◆ Directive 1 ◆
In the review of Heat and Light, what is the section called 'Water' made up of?
◆ Directive 2 ◆
From the review of Heat and Light, copy the stretch from "This book of" through "taken for granted.".

Ellen van Neerven’s Heat and Light, page 76

Ellen van Neerven, Heat and Light (UQP 2015)

This book of short stories gives no external indication that it’s a work of Blak queer fiction. The back cover and introductory pages describe the contents accurately enough – traditional story telling with ‘a unique contemporary twist’, characters ‘caught between a desire for freedom and a sense of belonging’ – but make no reference to First Nations, unless you count mention of the NSW Premier’s Literary Awards – Indigenous Writing, and the David Unaipon Award, and a discreet badge that reads ‘Black Australian Writing’. Queerness gets even less acknowledgement: apart from a quote from the ABR that the stories ‘evoke mystery and sensuality in equal measure’, there’s no mention of sexuality at all.

So let me tell you: this is a book in which there’s a lot of sex. In most of the stories, queerness and Blakness are taken for granted.

Having got that off my chest, I can tell you that this collection of stories by Mununjali Yugambeh writer Ellen van Neerven is terrific. It’s in three parts: ‘Heat’, five stories that amount to a compellingly compressed family saga; ‘Water’, a single longer story that is the big surprise of the collection; and ‘Light’, ten tales of complex intimate relationships. Most, perhaps all, the main characters are First Nations and most of the action takes place in either Queensland or Western Australia. (One character refers to my home as ‘slimehole Sydney’.)

(Records of labeled points)
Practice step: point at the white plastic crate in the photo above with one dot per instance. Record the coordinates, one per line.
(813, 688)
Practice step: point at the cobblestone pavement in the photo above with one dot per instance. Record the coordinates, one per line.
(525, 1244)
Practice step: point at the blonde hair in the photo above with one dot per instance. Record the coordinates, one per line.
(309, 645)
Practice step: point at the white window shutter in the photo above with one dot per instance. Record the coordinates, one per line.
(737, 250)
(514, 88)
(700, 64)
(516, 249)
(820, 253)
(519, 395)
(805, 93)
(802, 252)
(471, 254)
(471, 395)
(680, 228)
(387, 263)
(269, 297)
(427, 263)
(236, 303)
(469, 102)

◆ Written reply 1 ◆
A single longer story, which the review calls the big surprise of the collection.

◆ Written reply 2 ◆
This book of short stories gives no external indication that it’s a work of Blak queer fiction. The back cover and introductory pages describe the contents accurately enough – traditional story telling with ‘a unique contemporary twist’, characters ‘caught between a desire for freedom and a sense of belonging’ – but make no reference to First Nations, unless you count mention of the NSW Premier’s Literary Awards – Indigenous Writing, and the David Unaipon Award, and a discreet badge that reads ‘Black Australian Writing’. Queerness gets even less acknowledgement: apart from a quote from the ABR that the stories ‘evoke mystery and sensuality in equal measure’, there’s no mention of sexuality at all.

So let me tell you: this is a book in which there’s a lot of sex. In most of the stories, queerness and Blakness are taken for granted.